About this task: Reproduce every line of the data, exactly and without its pictures.

Referring expression pointing data

- - - -

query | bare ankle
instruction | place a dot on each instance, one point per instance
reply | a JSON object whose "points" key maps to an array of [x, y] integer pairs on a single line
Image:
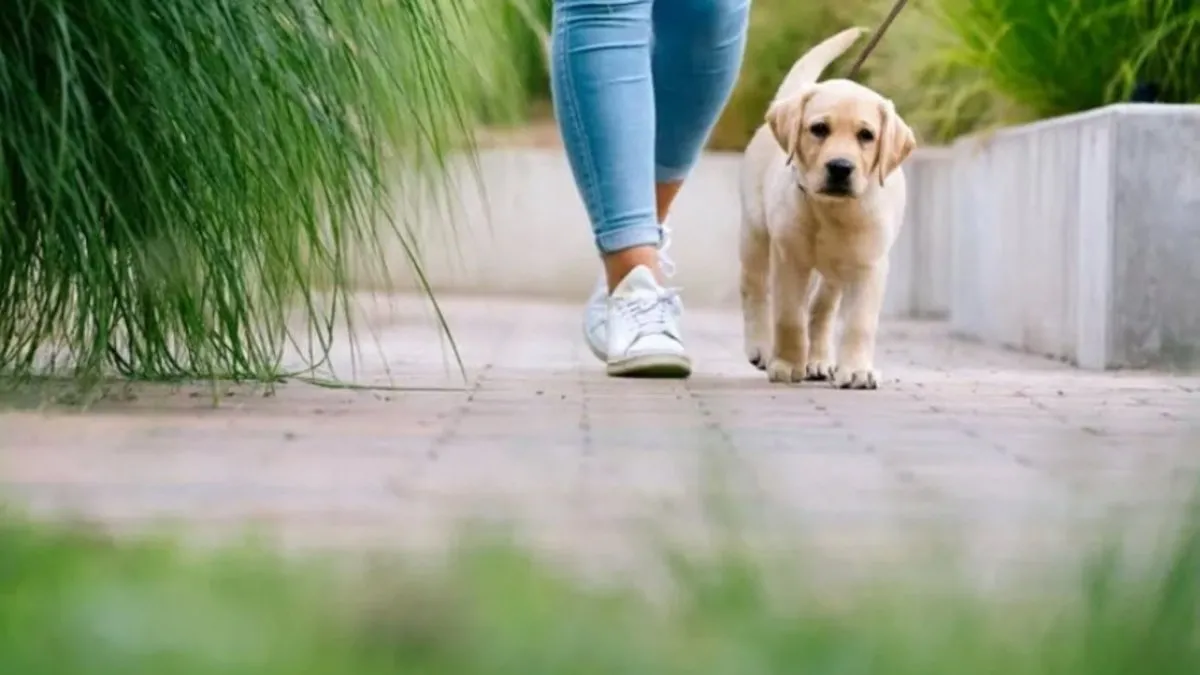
{"points": [[618, 266]]}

- - - -

Exercise answer:
query | bare ankle
instruction | place a dot on each instance, one point per instance
reply | a JSON object whose "points" key maps to an array of [x, y] integer pairs on a single line
Image:
{"points": [[618, 266]]}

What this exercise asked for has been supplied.